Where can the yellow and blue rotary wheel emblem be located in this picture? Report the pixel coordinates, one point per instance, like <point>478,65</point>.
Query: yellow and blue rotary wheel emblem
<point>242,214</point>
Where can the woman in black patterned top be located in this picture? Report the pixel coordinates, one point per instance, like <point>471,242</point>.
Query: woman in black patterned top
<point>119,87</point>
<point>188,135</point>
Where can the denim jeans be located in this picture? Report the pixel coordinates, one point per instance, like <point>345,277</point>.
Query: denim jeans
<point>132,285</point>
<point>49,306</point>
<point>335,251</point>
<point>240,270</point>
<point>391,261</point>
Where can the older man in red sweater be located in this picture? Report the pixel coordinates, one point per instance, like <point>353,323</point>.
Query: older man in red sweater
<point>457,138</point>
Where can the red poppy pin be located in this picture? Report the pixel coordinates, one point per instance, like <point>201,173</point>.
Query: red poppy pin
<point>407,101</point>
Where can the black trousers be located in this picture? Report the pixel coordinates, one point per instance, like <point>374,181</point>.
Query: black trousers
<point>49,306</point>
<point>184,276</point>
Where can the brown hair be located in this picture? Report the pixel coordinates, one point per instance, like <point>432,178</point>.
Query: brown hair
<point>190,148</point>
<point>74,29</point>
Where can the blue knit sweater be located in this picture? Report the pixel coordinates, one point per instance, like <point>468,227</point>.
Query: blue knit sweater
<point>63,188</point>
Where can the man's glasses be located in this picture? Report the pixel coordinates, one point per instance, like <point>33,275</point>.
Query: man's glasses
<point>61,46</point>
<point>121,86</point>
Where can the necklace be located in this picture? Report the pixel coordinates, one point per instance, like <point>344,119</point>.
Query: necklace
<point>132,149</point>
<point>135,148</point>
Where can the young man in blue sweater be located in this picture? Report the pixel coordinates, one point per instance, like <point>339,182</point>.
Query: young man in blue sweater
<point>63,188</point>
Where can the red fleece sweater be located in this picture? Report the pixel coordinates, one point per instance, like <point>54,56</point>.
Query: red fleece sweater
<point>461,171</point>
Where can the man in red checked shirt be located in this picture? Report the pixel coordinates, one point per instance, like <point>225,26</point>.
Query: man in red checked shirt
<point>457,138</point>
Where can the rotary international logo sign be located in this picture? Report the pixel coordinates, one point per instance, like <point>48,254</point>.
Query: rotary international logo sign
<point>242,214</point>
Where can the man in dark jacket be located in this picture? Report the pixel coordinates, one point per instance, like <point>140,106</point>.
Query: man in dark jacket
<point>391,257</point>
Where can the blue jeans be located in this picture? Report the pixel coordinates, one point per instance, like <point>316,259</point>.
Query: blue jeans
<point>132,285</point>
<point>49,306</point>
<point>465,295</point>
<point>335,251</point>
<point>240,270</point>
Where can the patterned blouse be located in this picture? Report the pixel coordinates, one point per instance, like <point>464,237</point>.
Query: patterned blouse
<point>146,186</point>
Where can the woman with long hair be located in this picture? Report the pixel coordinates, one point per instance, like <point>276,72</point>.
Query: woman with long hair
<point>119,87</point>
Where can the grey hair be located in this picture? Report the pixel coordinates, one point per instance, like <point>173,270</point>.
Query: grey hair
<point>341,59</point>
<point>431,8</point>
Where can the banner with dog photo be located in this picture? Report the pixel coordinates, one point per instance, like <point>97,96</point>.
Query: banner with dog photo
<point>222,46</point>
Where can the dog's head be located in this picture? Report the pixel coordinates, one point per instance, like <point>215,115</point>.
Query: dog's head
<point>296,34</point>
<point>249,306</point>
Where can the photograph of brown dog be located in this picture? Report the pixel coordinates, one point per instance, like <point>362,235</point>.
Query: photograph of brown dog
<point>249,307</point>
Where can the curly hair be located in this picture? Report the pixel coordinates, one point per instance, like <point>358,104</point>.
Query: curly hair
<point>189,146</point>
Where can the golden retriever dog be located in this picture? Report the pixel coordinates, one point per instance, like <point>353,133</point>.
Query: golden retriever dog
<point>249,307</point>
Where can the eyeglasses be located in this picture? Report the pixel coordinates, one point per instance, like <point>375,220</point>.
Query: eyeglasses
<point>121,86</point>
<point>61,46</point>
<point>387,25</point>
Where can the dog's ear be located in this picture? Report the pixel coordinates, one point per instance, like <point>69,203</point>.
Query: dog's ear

....

__Exercise objective__:
Copy verbatim the part of the listing above, starting at the line that contains "Where can the eyeglasses" and ending at the last line of the listing.

__Output of the exercise__:
Where can the eyeglasses be located in this picture? Report the pixel coordinates, one point per instance, like <point>375,220</point>.
Query: eyeglasses
<point>121,86</point>
<point>61,46</point>
<point>387,25</point>
Where can the dog's ear be located in this picture? Report the pixel coordinates, one point per instance, like <point>69,203</point>.
Query: dog's ear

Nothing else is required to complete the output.